**Work to complete**
Convert the lines below, from the one containing "Q: Find one point on every instance of the fresh" through the last line, into a JSON list of strings with one string per line. Leave out blank lines.

**Record extracts**
◆ ◆ ◆ ◆ ◆

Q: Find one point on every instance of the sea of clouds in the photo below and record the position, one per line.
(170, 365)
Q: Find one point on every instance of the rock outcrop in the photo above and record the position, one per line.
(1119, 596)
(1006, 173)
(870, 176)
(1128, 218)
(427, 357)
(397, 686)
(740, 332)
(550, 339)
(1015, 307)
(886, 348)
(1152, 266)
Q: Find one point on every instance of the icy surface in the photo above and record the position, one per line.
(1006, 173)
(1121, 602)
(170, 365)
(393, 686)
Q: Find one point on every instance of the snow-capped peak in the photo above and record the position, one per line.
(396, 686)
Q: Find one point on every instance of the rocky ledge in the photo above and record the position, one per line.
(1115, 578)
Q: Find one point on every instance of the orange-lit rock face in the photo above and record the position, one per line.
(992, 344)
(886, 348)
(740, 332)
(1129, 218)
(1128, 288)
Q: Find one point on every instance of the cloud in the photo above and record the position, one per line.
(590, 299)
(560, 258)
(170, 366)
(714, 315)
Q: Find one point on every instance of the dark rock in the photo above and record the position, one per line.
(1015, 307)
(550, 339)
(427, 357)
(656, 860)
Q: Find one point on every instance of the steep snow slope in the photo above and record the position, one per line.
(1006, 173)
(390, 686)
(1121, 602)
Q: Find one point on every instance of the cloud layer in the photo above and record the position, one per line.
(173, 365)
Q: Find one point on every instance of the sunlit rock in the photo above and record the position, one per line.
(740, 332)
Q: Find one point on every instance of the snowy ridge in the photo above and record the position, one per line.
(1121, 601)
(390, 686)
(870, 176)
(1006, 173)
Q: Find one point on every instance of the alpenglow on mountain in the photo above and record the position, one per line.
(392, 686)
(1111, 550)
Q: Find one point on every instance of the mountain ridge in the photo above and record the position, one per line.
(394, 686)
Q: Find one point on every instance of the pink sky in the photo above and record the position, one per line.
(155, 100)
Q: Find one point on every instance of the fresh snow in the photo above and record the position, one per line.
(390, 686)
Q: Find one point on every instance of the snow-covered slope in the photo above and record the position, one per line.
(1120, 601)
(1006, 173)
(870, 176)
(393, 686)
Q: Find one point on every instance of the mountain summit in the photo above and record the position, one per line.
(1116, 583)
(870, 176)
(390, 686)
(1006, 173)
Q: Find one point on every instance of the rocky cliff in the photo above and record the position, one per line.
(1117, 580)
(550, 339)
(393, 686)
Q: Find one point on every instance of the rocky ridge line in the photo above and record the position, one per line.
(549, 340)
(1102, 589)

◆ ◆ ◆ ◆ ◆

**Solution**
[
  "Q: Find one point on every instance of the fresh snow in the photo above and record the position, one per line.",
  "(390, 686)",
  "Q: Find one point on every instance of the snow-covered slope in the photo above and record the position, one per line.",
  "(1120, 601)",
  "(1006, 173)",
  "(870, 176)",
  "(393, 686)",
  "Q: Find one point on every instance of the mountain summit in the photo above and record the position, one per line.",
  "(1116, 583)",
  "(870, 176)",
  "(390, 686)",
  "(1006, 173)",
  "Q: Find one point on every instance of the rocky cliff in the photo above and record the position, one per line.",
  "(1117, 580)",
  "(550, 339)",
  "(393, 686)",
  "Q: Find one point on every instance of the rocky ridge line in the photo above and record the position, one per line.",
  "(549, 340)",
  "(1102, 589)"
]